- EXERCISE DESCRIPTION -
Transcribe every item below line for line. Leave the pictures out of your answer.

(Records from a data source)
============================================================

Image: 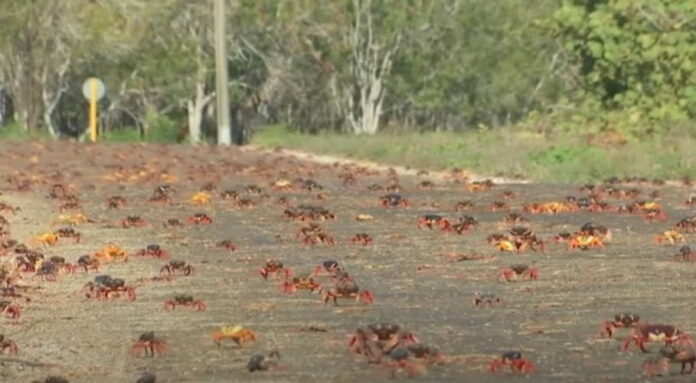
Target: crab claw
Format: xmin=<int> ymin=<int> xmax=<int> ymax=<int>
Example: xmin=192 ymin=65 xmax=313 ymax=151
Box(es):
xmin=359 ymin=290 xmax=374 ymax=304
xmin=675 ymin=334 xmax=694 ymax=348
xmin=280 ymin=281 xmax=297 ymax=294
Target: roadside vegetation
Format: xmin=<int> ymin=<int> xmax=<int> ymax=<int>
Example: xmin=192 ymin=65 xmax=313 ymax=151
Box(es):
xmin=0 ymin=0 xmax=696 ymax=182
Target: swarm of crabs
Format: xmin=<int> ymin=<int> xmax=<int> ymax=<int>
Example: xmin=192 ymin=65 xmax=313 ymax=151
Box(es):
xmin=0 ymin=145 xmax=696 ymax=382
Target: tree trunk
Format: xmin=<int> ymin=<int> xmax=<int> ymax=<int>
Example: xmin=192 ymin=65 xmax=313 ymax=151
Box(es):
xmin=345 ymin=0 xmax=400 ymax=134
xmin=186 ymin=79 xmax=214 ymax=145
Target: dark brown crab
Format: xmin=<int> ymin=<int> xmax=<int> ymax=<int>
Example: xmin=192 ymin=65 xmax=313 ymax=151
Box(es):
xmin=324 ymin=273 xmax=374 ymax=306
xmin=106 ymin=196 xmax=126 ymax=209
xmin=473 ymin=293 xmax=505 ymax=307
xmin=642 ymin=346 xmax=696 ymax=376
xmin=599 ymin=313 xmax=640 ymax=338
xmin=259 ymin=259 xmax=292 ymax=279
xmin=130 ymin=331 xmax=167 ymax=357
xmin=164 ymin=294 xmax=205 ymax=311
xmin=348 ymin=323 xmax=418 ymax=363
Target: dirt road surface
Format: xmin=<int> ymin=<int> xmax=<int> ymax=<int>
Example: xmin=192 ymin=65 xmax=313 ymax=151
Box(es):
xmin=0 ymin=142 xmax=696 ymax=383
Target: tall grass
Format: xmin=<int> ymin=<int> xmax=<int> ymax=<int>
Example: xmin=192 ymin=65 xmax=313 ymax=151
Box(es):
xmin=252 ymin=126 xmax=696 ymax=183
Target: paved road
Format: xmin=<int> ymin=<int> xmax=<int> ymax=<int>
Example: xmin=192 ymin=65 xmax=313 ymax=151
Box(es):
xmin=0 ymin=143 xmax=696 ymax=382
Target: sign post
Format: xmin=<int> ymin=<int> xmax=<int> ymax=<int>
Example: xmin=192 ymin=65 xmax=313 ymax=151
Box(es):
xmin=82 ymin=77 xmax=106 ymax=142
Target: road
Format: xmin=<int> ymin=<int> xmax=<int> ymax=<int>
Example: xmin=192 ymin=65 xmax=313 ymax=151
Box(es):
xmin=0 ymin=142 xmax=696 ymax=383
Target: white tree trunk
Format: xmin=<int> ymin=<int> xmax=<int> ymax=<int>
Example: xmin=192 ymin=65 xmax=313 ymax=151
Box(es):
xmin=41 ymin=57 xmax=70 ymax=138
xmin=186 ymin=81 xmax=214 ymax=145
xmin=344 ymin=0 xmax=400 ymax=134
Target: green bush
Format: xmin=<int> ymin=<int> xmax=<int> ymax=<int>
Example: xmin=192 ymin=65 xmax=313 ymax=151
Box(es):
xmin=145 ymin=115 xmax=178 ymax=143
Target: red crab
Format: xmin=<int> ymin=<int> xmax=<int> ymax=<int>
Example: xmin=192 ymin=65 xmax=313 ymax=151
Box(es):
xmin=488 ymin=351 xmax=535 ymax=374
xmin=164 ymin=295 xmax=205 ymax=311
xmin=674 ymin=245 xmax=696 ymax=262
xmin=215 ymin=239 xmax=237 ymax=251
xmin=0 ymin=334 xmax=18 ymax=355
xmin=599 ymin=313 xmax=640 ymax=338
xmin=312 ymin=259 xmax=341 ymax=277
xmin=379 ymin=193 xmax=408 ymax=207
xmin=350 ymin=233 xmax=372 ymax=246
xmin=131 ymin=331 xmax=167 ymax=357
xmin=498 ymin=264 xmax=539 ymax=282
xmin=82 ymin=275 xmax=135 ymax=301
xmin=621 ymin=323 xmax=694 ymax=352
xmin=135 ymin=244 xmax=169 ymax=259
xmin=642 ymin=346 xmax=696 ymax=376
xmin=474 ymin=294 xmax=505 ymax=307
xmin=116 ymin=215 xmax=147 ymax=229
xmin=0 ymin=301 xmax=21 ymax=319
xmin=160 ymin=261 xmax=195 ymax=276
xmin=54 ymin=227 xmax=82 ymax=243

============================================================

- TASK ANSWER -
Image: 
Target: crab claw
Format: xmin=<int> ymin=<int> xmax=<int> ymax=<int>
Example: xmin=192 ymin=65 xmax=313 ymax=151
Box(es):
xmin=359 ymin=290 xmax=374 ymax=304
xmin=675 ymin=334 xmax=694 ymax=348
xmin=280 ymin=281 xmax=297 ymax=294
Target: roadside vegetation
Format: xmin=<int> ymin=<int> xmax=<int> ymax=<int>
Example: xmin=192 ymin=65 xmax=313 ymax=151
Box(es):
xmin=0 ymin=0 xmax=696 ymax=182
Target: swarm of crabs
Format: xmin=<int> ymin=<int> xmax=<int> ymax=<int>
Example: xmin=192 ymin=65 xmax=313 ymax=151
Box(es):
xmin=0 ymin=145 xmax=696 ymax=382
Target: tree trunk
Format: xmin=<int> ymin=<int> xmax=<int> ymax=<int>
Example: xmin=192 ymin=65 xmax=313 ymax=151
Box(es):
xmin=345 ymin=0 xmax=400 ymax=134
xmin=186 ymin=79 xmax=214 ymax=145
Target: dark brown crab
Format: xmin=<int> ymin=<int> xmax=<int> ymax=<int>
Example: xmin=192 ymin=65 xmax=313 ymax=151
Box(es):
xmin=324 ymin=273 xmax=374 ymax=306
xmin=106 ymin=196 xmax=126 ymax=209
xmin=473 ymin=293 xmax=505 ymax=307
xmin=642 ymin=346 xmax=696 ymax=376
xmin=599 ymin=313 xmax=640 ymax=338
xmin=259 ymin=259 xmax=292 ymax=279
xmin=130 ymin=331 xmax=167 ymax=357
xmin=164 ymin=294 xmax=205 ymax=311
xmin=348 ymin=323 xmax=418 ymax=363
Target: dirt road surface
Format: xmin=<int> ymin=<int> xmax=<int> ymax=<int>
Example: xmin=192 ymin=65 xmax=313 ymax=151
Box(es):
xmin=0 ymin=142 xmax=696 ymax=383
Target: tall grass
Format: xmin=<int> ymin=<int> xmax=<int> ymax=<int>
Example: xmin=192 ymin=65 xmax=313 ymax=151
Box(es):
xmin=252 ymin=126 xmax=696 ymax=183
Target: paved road
Format: xmin=<int> ymin=<int> xmax=<int> ymax=<int>
Example: xmin=192 ymin=65 xmax=313 ymax=151
Box(es):
xmin=0 ymin=143 xmax=696 ymax=382
Target: sign post
Format: xmin=<int> ymin=<int> xmax=<int> ymax=<int>
Example: xmin=192 ymin=65 xmax=313 ymax=151
Box(es):
xmin=82 ymin=77 xmax=106 ymax=142
Target: road
Format: xmin=<int> ymin=<int> xmax=<int> ymax=<int>
Example: xmin=192 ymin=65 xmax=313 ymax=151
Box(es):
xmin=0 ymin=142 xmax=696 ymax=383
Target: white tree trunk
Format: xmin=<int> ymin=<int> xmax=<int> ymax=<int>
Example: xmin=192 ymin=65 xmax=313 ymax=151
Box(es):
xmin=41 ymin=57 xmax=70 ymax=138
xmin=186 ymin=81 xmax=214 ymax=145
xmin=344 ymin=0 xmax=400 ymax=134
Target: green bush
Format: xmin=<int> ymin=<int> xmax=<int> ymax=<int>
Example: xmin=192 ymin=65 xmax=313 ymax=151
Box(es):
xmin=145 ymin=115 xmax=178 ymax=143
Target: red crab
Format: xmin=<int> ymin=<int> xmax=<int> ymax=<int>
Example: xmin=192 ymin=65 xmax=313 ymax=151
Box(es):
xmin=488 ymin=351 xmax=535 ymax=374
xmin=164 ymin=295 xmax=205 ymax=311
xmin=674 ymin=245 xmax=696 ymax=262
xmin=215 ymin=239 xmax=237 ymax=251
xmin=0 ymin=334 xmax=18 ymax=355
xmin=599 ymin=313 xmax=640 ymax=338
xmin=312 ymin=259 xmax=341 ymax=277
xmin=379 ymin=193 xmax=408 ymax=207
xmin=350 ymin=233 xmax=372 ymax=246
xmin=131 ymin=331 xmax=167 ymax=357
xmin=498 ymin=264 xmax=539 ymax=282
xmin=82 ymin=275 xmax=135 ymax=301
xmin=621 ymin=323 xmax=694 ymax=352
xmin=135 ymin=244 xmax=169 ymax=259
xmin=642 ymin=346 xmax=696 ymax=376
xmin=474 ymin=294 xmax=505 ymax=307
xmin=116 ymin=215 xmax=147 ymax=229
xmin=0 ymin=301 xmax=21 ymax=319
xmin=160 ymin=261 xmax=195 ymax=276
xmin=54 ymin=227 xmax=82 ymax=243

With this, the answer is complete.